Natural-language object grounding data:
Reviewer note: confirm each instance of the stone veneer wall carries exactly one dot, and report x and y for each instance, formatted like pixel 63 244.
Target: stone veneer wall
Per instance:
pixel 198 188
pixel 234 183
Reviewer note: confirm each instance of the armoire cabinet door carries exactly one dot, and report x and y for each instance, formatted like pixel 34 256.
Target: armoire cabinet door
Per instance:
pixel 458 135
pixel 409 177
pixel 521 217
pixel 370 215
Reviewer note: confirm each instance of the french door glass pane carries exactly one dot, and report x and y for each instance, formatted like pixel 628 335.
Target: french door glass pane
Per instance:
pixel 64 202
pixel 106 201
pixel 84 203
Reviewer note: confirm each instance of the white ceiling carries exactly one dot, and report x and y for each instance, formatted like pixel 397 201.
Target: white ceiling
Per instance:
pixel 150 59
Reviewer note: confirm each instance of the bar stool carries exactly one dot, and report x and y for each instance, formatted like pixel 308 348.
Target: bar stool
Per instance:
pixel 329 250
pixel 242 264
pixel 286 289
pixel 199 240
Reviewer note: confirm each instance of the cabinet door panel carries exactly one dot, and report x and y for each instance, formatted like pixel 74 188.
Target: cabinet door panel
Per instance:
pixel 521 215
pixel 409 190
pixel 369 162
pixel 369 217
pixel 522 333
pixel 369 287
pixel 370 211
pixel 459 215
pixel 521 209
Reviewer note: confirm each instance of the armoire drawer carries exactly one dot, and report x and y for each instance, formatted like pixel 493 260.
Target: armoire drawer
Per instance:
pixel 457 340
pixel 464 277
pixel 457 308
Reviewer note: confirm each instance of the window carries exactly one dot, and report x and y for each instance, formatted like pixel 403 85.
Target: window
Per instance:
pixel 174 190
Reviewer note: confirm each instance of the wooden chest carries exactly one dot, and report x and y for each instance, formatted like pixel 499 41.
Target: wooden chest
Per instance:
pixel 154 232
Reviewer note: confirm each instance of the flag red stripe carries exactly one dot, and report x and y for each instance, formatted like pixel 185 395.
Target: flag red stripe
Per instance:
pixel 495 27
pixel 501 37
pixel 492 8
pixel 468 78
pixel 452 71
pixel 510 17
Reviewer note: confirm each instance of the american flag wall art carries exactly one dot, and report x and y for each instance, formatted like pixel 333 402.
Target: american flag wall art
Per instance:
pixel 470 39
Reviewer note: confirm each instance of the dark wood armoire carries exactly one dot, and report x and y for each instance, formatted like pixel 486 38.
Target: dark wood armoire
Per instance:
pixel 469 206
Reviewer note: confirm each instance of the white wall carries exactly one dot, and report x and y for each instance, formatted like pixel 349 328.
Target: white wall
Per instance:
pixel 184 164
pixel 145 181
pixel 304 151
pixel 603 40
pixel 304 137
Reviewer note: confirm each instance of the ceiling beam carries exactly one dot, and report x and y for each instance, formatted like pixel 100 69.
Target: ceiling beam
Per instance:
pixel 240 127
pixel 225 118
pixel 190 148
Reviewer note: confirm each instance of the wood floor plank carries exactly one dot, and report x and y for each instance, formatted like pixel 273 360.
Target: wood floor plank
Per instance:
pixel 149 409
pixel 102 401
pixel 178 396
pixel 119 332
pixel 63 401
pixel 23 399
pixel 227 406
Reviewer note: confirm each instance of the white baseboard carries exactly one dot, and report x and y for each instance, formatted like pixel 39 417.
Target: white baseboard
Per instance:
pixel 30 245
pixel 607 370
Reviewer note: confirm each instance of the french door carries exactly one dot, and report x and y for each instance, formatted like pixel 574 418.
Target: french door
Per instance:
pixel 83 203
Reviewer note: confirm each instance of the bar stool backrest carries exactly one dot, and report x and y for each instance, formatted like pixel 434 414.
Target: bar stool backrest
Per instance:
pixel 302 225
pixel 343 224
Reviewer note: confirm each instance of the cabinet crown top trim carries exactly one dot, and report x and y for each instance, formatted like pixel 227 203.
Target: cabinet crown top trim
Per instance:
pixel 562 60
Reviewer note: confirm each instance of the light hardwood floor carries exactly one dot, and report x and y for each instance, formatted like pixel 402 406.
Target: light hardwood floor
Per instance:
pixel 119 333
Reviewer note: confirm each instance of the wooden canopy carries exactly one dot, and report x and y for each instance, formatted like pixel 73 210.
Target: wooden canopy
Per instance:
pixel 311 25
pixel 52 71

- _WORK TASK_: Reproduce the entries above in full by retyping them exactly.

- _OUTPUT BELOW_:
Reviewer note: confirm each instance of the stone veneer wall carries exactly one dot, and report x and y for each instance, formatted like pixel 63 244.
Target: stone veneer wall
Per instance:
pixel 198 188
pixel 234 183
Reviewer note: confirm each instance of the armoire cabinet door carries exactly one dot, and report x and y for each instance, formatted like pixel 34 256.
Target: armoire cabinet door
Per instance:
pixel 458 135
pixel 409 177
pixel 521 217
pixel 370 215
Reviewer note: confirm each instance of the french door glass pane carries exactly one dot, and report x and y for each instance, formatted like pixel 628 335.
Target: french door glass pane
Per instance:
pixel 64 202
pixel 106 201
pixel 84 203
Reviewer note: confirm each instance of the white ceiling carries exactly one dot, and report x and y for each instance, formatted like pixel 397 201.
Target: white ceiling
Per instance:
pixel 150 59
Reviewer note: confirm each instance of the bar stool carries exactly one dot, and report x and y for each instance, formatted like pixel 308 348.
Target: bar stool
Per instance:
pixel 329 250
pixel 242 264
pixel 286 289
pixel 199 240
Reviewer note: confirm each instance of the cabinet door panel carries exactly one dot, and report x and y for each instance, formatted like pixel 74 188.
Target: cabinet door panel
Per instance:
pixel 521 215
pixel 409 190
pixel 369 162
pixel 369 217
pixel 522 333
pixel 369 287
pixel 370 211
pixel 459 215
pixel 521 209
Reviewer note: confirm each instance of the armoire drawer carries exactly one dot, and report x and y for each instance, formatted like pixel 493 260.
Target: armoire drawer
Per instance:
pixel 457 340
pixel 464 277
pixel 457 308
Reviewer note: confirm each instance of the window carries exactly one dot, and report x and y for each instance, formatted like pixel 403 85.
Target: window
Per instance:
pixel 174 190
Reviewer note: confirm each instance of the wooden chest carries exactly one dot, and report x and y for each instance, formatted like pixel 499 41.
Target: wooden chest
Per instance:
pixel 154 232
Reviewer note: confirm each instance of the flag red stripe carries exactly one dot, and report x and y for each instance, formatted like pixel 185 395.
Target: flag red stripe
Per instance:
pixel 495 27
pixel 501 37
pixel 492 8
pixel 468 78
pixel 452 71
pixel 510 17
Reviewer note: confirm each instance of the american flag wall art carries exactly one dot, and report x and y for each instance, formatted like pixel 333 402.
Target: american flag wall art
Per instance:
pixel 470 39
Reviewer note: confirm each instance of the dark wood armoire carries exactly one dot, and report x and y for each instance, formatted like pixel 486 38.
Target: dark wood armoire
Per instance:
pixel 469 206
Reviewer note: confirm each instance of the white wall carries exactly one dot, and report x and y for each instance, formatted like pixel 349 328.
Target: white wall
Per instance:
pixel 184 164
pixel 145 181
pixel 304 151
pixel 603 40
pixel 304 137
Reviewer note: confirm each instance of the ceiling beam carries exactly one dot, and report x and y for each instance, formatted like pixel 100 69.
Target: ceiling beam
Per instance:
pixel 240 127
pixel 225 118
pixel 190 148
Reviewer note: confirm each instance of the wood floor plank carries exactly one dot, and report x and y for each instance, formatted like pixel 273 360.
Target: wood floor plank
Per instance:
pixel 149 409
pixel 102 401
pixel 178 396
pixel 119 332
pixel 63 401
pixel 23 399
pixel 227 406
Reviewer note: confirm each instance of the white baseboard carries exactly one dot, and report x and y for each instance, formatted like pixel 39 417.
Target: white baseboard
Per instance:
pixel 30 245
pixel 607 370
Reviewer note: confirm each instance of the french door carries exactly one dot, and report x and y for each instance, formatted like pixel 574 418.
Target: french door
Per instance:
pixel 83 203
Reviewer note: confirm each instance of the bar stool backrest carries exactly one dot, and report x and y for each instance, formatted like pixel 434 414.
Target: bar stool backrest
Per instance:
pixel 302 225
pixel 343 224
Reviewer note: confirm each instance of the cabinet crown top trim carries exactly one dot, and report x and y for each instance, formatted like pixel 227 203.
Target: cabinet crown top trim
Per instance:
pixel 562 60
Reviewer note: confirm each instance of the light hardwood floor carries exactly one dot, and report x and y for each instance, formatted like pixel 402 406.
Target: light hardwood floor
Per instance:
pixel 119 333
Reviewer note: confirm each instance of the wooden canopy carries exactly one dot, and report x and y for each instance, formatted like pixel 73 210.
Target: wooden canopy
Per instance:
pixel 311 25
pixel 52 71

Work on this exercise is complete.